# [Problems to work on]
**1.** In the Amherst Historical Society events page, reproduce word for word the part from "To kick off" up to and including "welcome to attend.".
**2.** According to the Amherst Historical Society events page, who will narrate the Mabel Loomis Todd motorbus tour?
**3.** Write what comes next in the Amherst Historical Society events page, picking up after its last sentence.

# [Provided passage]
....

Peace, Love, and Groove
Get decked out in your grooviest threads and burn rubber down to the Pacific Lodge on Friday, April 6th for a far-out evening of 1960s fun! The party starts at 7:00 sharp!
Tickets are $75.00 per person and include tracks spun by a fabulous DJ, lots of hors d’oeuvres and a drink of your choice (and a cash bar if more is desired). Period dress is encouraged but not required!
All proceeds go to support the Amherst Historical Society.
Mabel Loomis Todd’s Amherst – A Motorbus Excursion
Join us on Saturday, April 28th from 1 o’clock to 5 o’clock to experience Mabel Loomis Todd’s Amherst—from her earliest residence at the Amherst House hotel to her final resting place in Wildwood Cemetery. This extended tour given from Mrs. Todd’s perspective will be narrated by Dr. Julie Dobrow as we travel in motorbus comfort with stops at the Homestead and Evergreens, the Observatory, and Wildwood Cemetery. Be prepared to learn about the artistic and literary achievements that made Mabel extraordinary in her own day, and a fascinating person to study today.
History Bites Lunchtime Lectures
With February comes a whole new season of History Bites, our lunchtime lecture series. History Bites is a series of thirty minute lectures to inform and entertain, covering various aspects of the history of Amherst and the lives of those who once lived here.
To kick off the season, Marjorie Senechal will present a talk on Friday, February 23rd about molecular biologist Dorothy Wrinch and the ‘Protein War,’ a scientific controversy sparked by her protein molecular model in the 1930s. Bring your lunch, and we provide coffee, tea and cider for you as you listen to the presentations. The programs begin promptly at 12:15 with seating and beverages ready just before noon. The lectures are free and everyone is welcome to attend.
On Wednesday, November 1st, second graders from the Common School visited the Jones Special Collections and the Amherst Historical Society!
The kids got a great look into how history is researched and collected by exploring the collections of artifacts and primary documents. At the Historical Society, they examined straw hats, a wooden yoke, a wooden scythe and a wooden plane and practiced making inferences about the objects using what they had learned in class. A good time was had by all and we hope the children will become frequent visitors of the museum! Thank you to the teachers for preparing the students so well.

....

# [Supplied records]
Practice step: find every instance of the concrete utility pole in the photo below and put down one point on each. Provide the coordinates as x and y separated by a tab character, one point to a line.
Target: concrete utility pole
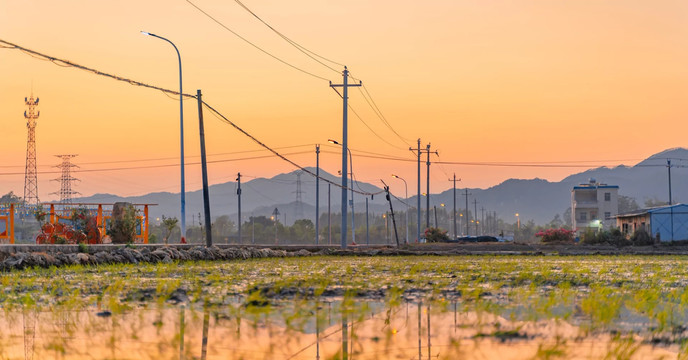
239	205
427	200
468	220
329	216
418	200
407	208
670	200
345	142
317	193
391	210
475	215
367	224
427	191
204	174
669	169
455	180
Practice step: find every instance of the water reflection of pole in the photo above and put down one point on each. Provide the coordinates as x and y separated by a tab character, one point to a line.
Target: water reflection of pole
454	317
420	354
206	323
317	333
181	333
345	336
428	309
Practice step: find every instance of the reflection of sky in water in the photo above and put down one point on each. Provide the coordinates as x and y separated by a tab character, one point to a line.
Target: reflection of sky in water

....

# [Answers to the problems]
**1.**
To kick off the season, Marjorie Senechal will present a talk on Friday, February 23rd about molecular biologist Dorothy Wrinch and the ‘Protein War,’ a scientific controversy sparked by her protein molecular model in the 1930s. Bring your lunch, and we provide coffee, tea and cider for you as you listen to the presentations. The programs begin promptly at 12:15 with seating and beverages ready just before noon. The lectures are free and everyone is welcome to attend.

**2.** Dr. Julie Dobrow

**3.**
What do you know about Mabel Loomis Todd?
For the majority of those who know her name, she is primarily associated with Amherst as the editor of Emily Dickinson’s poems and letters and her long-term relationship with Emily’s brother Austin. While true to fact, these details miss the spirit of a woman intensely involved in this community from her arrival in 1881 until the Todds moved to Florida in 1917. Those who knew her remembered “her vividness, her love of beauty, her ceaseless activity and her joy in the things she did, what she was is undoubtedly more than anything she did,” recalled her daughter, Millicent Todd Bingham, in Mabel Loomis Todd: Her Contributions to the Town of Amherst, our guide for this exhibition.
This exhibit was created with the research and assistance of Dr. Julie Dobrow, author of the upcoming book Outside Emily’s Door: Mabel Loomis Todd, Millicent Todd Bingham and the Making of America’s Greatest Poet, and Emma John, Hampshire College intern.
This exhibit is now open at the Simeon Strong House.
Read more here.
Sweetser Family Portraits
Portraits are a window into the past. They not only give us information about the people in them, but they also tell us about the world in which these people lived. As both artistic objects and cultural artifacts, they shed light on the various social, aesthetic and economic elements that influenced their creation. Our collection includes two Sweetser Family portraits painted by H.R. Snyder in 1844 and a later portrait of Abby Sweetser by an unknown artist.
These portraits are the subject of recent research by Dr. Ian Cooke who curated this exhibit.